▸ **WRITTEN TASK 1**: Write out the records below word for word, from the line containing "of the firewood" through the end of the records, and leave out the pictures.

▸ **PROVIDED TEXT**:
◇ ◇ ◇

Curiously, CXL imposes a hierarchy of Directory Controllers. A Cache controller cannot talk directly with a Device Controller because it does not know whether it is accessing a range of memory that it manages. The Directory Controller on the host mediates all communications. This type of coherence protocol is called *asymmetric*. Note that in Figure 2 (left), we portray a *symmetric* coherence protocol; there is no hierarchy between the Directory Controllers of each CPU. There have been debates on the relative merits of the approaches. CXL proponents argue that asymmetric protocols are simpler. Symmetric protocol proponents argue that more balanced systems may be built if every peripheral that offers memory to the system controls its own memory. It seems, however, that the Industry decided to proceed with asymmetric protocols.

A naive type 3 Flash-based CXL device. The standard recognizes memory expanders, but nothing in it constrains what type of memory can back the address range the expander adds to the Directory Controller. In fact, recent versions of the standard even stipulate ranges of tolerable latency for transactions (request-response message pairs) issued against the device. Some of these ranges are well within the response times of NAND Flash-based devices. Naturally, one can conceive of a Type 3 device whose address range would be backed by that kind of memory and, therefore, be persistent (e.g., Samsung's recent Memory-Semantics SSD Prototype [28]).

Although the exercise of building such a storage device is interesting, we think it would deliver subpar response times. As we will substantiate shortly, the device would only be notified of a write operation when it is about to complete, leaving very little time to hide the Flash-memory latency. Instead, we claim that a device with this functionality is better realized by a Type 2 device that is allowed to hold a cache—and implement a cache controller—of its own. Cache Coherence here is a means to give early notice of on-going write operations to the NAND-based device.

## **3 DEVICE ARCHITECTURE**

We propose a storage device that supports simple and efficient access to expanded memory (including Flash—but not only) through memory reads and writes, and rich semantics associated to operations on a given memory range.

◇ ◇ ◇

Collected data entries:
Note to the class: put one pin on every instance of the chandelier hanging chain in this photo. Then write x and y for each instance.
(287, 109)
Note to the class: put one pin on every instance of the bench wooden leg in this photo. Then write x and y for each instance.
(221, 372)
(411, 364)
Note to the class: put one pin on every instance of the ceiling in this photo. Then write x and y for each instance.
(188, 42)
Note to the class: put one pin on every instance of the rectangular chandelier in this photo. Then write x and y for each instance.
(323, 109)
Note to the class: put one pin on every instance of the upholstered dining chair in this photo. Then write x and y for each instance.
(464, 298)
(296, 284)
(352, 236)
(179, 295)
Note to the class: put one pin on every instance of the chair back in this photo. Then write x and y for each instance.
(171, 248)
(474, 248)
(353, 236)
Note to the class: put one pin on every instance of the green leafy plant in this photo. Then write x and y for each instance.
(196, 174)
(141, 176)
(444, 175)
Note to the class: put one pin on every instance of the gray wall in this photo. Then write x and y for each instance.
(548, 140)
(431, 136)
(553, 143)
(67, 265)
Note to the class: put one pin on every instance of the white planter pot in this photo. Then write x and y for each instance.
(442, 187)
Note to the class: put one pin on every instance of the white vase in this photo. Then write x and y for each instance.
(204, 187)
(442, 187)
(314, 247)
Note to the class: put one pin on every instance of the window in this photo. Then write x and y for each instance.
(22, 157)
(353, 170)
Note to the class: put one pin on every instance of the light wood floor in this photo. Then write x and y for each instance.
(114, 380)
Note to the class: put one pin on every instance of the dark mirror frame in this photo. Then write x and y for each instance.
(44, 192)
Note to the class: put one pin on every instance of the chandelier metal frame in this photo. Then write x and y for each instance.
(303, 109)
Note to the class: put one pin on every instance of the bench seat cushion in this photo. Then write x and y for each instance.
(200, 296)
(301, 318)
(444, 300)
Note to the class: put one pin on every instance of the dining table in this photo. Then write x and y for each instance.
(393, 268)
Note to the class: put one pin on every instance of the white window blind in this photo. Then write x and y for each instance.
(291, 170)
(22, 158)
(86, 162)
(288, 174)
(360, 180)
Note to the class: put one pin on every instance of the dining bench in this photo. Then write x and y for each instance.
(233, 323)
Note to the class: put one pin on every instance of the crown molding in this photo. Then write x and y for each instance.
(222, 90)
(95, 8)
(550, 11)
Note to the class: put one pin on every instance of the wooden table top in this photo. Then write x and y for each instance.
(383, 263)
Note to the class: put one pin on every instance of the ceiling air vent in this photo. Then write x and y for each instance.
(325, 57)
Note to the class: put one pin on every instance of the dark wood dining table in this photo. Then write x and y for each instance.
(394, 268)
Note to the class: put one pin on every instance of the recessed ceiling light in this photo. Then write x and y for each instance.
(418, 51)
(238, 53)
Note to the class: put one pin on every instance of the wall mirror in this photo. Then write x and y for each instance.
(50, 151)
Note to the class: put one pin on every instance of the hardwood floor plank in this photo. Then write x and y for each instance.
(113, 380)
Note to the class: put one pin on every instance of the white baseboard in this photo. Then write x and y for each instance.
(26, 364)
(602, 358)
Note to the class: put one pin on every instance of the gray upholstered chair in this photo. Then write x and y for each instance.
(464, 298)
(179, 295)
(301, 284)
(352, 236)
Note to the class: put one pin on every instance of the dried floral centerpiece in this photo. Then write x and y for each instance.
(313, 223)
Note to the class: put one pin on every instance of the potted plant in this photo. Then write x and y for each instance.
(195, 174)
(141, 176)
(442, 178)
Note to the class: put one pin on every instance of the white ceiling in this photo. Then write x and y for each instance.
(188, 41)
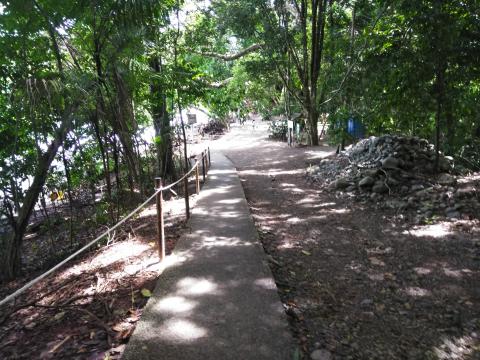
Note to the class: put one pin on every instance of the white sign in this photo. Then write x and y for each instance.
(192, 119)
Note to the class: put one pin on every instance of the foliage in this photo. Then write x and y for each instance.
(277, 129)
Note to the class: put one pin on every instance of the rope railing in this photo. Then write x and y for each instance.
(158, 194)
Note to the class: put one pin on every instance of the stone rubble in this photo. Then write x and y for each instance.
(399, 172)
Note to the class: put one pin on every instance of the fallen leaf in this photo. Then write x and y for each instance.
(59, 316)
(146, 293)
(56, 347)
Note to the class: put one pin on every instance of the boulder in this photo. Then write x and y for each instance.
(380, 187)
(390, 162)
(366, 181)
(446, 179)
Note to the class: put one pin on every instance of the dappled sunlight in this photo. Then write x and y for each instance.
(218, 241)
(319, 152)
(270, 173)
(230, 201)
(175, 330)
(117, 252)
(197, 286)
(422, 270)
(174, 304)
(457, 347)
(417, 291)
(266, 283)
(108, 256)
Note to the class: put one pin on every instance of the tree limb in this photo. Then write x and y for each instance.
(231, 57)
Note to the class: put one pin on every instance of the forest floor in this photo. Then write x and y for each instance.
(89, 308)
(357, 282)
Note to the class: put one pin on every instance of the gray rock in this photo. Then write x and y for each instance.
(453, 214)
(390, 162)
(446, 179)
(417, 187)
(380, 187)
(366, 181)
(321, 354)
(366, 302)
(341, 183)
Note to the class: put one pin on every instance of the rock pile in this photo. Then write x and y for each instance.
(398, 172)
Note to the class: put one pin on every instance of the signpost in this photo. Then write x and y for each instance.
(290, 132)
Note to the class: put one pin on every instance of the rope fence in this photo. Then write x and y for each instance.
(158, 195)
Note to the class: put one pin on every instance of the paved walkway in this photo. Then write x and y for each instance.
(216, 299)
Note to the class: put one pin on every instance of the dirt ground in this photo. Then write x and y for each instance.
(357, 282)
(89, 308)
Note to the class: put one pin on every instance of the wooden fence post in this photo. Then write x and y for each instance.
(197, 178)
(160, 222)
(203, 165)
(187, 204)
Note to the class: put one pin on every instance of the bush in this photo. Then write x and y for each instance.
(278, 129)
(468, 156)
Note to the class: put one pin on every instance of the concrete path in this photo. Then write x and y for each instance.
(216, 298)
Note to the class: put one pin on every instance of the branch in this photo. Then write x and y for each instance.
(231, 57)
(220, 84)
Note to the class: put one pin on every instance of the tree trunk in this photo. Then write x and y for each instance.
(11, 265)
(161, 121)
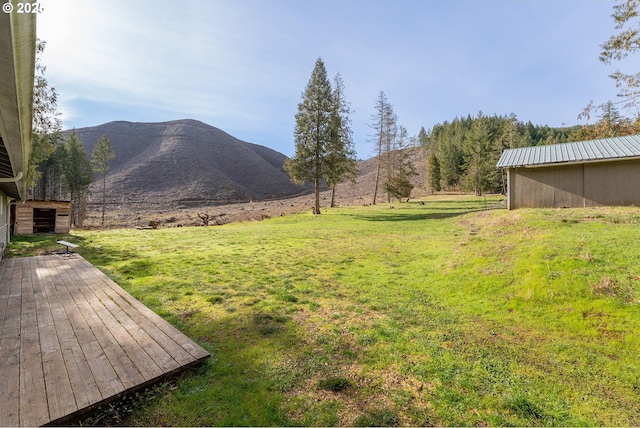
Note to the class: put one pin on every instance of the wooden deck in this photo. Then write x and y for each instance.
(72, 339)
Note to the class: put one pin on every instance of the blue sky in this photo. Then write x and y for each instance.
(241, 65)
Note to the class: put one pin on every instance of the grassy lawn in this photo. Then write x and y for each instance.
(442, 314)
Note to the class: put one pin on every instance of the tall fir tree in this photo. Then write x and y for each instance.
(101, 158)
(341, 153)
(42, 177)
(322, 136)
(78, 174)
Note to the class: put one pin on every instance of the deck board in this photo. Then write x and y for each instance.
(72, 339)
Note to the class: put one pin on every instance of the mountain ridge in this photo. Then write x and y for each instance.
(187, 160)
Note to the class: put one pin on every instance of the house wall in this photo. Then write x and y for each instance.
(4, 223)
(24, 216)
(571, 186)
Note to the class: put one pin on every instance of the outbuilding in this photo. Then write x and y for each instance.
(581, 174)
(42, 217)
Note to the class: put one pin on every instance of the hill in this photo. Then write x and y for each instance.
(190, 162)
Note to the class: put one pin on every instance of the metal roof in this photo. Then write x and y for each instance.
(617, 148)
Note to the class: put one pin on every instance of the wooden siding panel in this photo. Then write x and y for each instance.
(548, 187)
(24, 216)
(614, 183)
(572, 186)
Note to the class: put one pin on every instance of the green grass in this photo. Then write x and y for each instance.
(443, 314)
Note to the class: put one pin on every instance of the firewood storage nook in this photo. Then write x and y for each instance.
(42, 217)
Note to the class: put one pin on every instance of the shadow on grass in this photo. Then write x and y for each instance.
(430, 211)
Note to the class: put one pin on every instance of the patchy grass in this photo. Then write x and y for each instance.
(442, 314)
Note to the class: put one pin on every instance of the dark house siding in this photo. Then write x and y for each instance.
(570, 186)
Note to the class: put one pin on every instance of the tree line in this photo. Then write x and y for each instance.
(59, 168)
(463, 153)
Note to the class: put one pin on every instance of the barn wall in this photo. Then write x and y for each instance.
(571, 186)
(613, 183)
(24, 216)
(4, 222)
(547, 187)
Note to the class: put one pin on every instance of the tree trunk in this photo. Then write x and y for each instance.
(104, 196)
(317, 189)
(375, 193)
(333, 196)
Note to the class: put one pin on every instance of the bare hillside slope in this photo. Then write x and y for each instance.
(187, 160)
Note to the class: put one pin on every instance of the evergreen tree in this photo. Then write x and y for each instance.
(423, 138)
(77, 172)
(46, 130)
(433, 172)
(322, 136)
(480, 170)
(101, 158)
(380, 121)
(341, 152)
(623, 44)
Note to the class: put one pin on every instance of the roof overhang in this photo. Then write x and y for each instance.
(614, 149)
(582, 162)
(17, 68)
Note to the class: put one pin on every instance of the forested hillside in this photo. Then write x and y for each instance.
(463, 153)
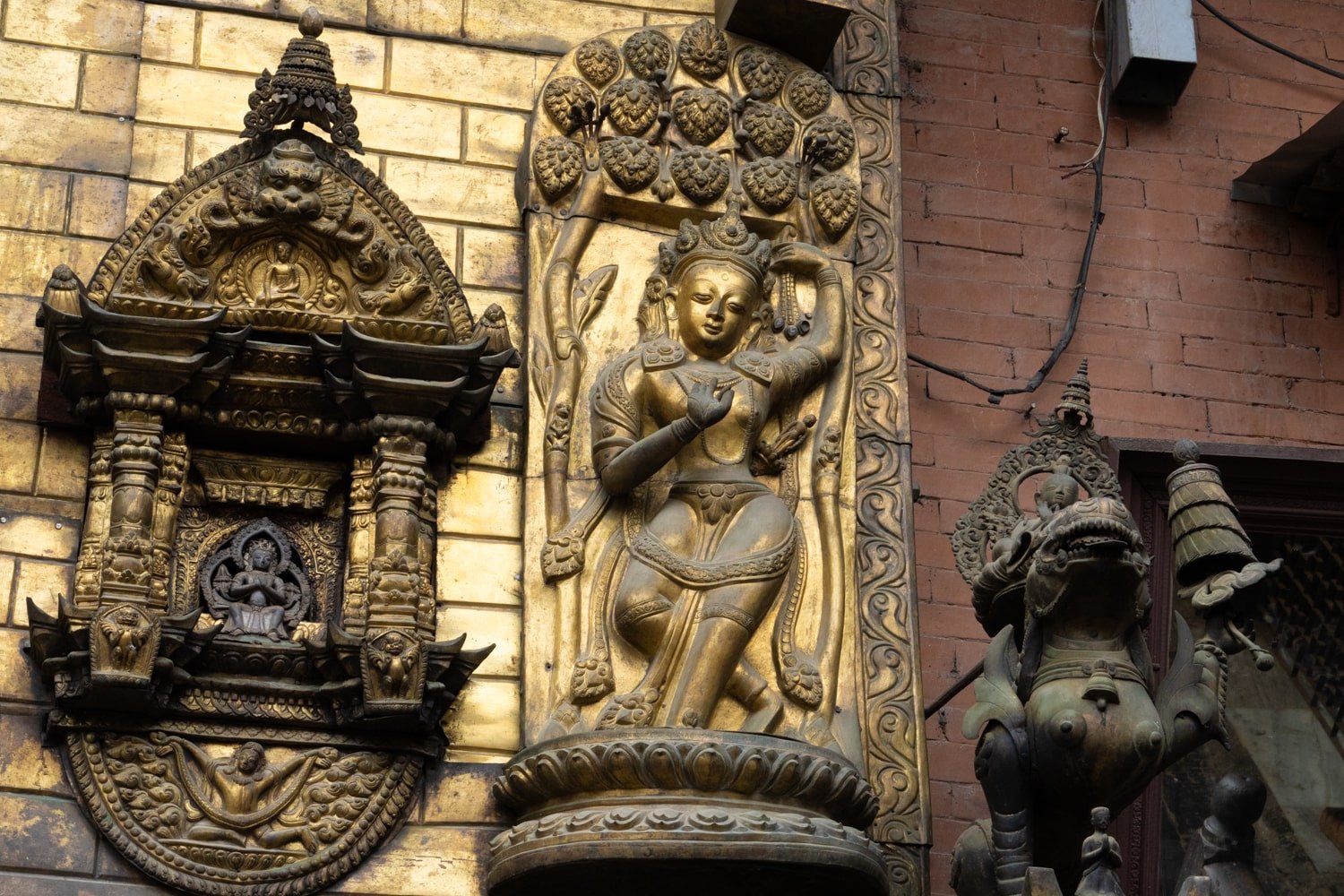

◇ ◇ ◇

▸ **WRITTEN TASK 2**: Sum up the passage on CXL in two sentences.

▸ **WRITTEN RESPONSE 1**:
Note to the class: put one pin on every instance of the firewood storage nook in this photo. Then write x and y for each instance.
(42, 217)
Note to the class: put one pin on every instance of the shadow on grass in this photo. Then write x and y for each instance.
(430, 211)
Note to the class: put one pin on every instance of the patchy grass in this photo. Then write x and y for each instance.
(442, 314)
Note to the class: put one pin on every instance of the dark house siding in this photo. Then write x and y for each instance.
(570, 186)
Note to the class: put one pin on every instance of the tree line in this photo. Then write x and y for each instance.
(59, 168)
(463, 153)
Note to the class: put one pin on every instance of the barn wall in this photo. Then write x and y for each instance.
(571, 186)
(613, 183)
(24, 216)
(4, 222)
(547, 187)
Note to the class: put one pin on every instance of the tree trunk in this photo. Then write x and y for each instance.
(104, 196)
(317, 189)
(375, 193)
(333, 196)
Note to the class: put one pin on every instance of the bare hillside slope in this photo. Then write x and y for each instance.
(187, 160)
Note to the class: put one pin on every instance of the evergreen tree in this photo. Then write x and y for each instance.
(423, 138)
(77, 172)
(46, 130)
(433, 172)
(322, 136)
(480, 170)
(101, 158)
(380, 121)
(341, 152)
(623, 44)
Note to the class: put one pin on every instance of the roof overhang in this photo. Then write x and y for each instance.
(614, 149)
(582, 162)
(17, 68)
Note to the class: put one pin on every instance of the forested hillside in this photo. Then write x and y for each instance.
(463, 153)

▸ **WRITTEN RESPONSE 2**: CXL uses an asymmetric coherence protocol, in which the host's Directory Controller mediates all communications, and the industry appears to have chosen this approach over symmetric protocols. The passage argues that a Flash-backed Type 3 memory expander would deliver subpar response times, and that a Type 2 device with its own cache is better because cache coherence gives the NAND-based device early notice of ongoing writes.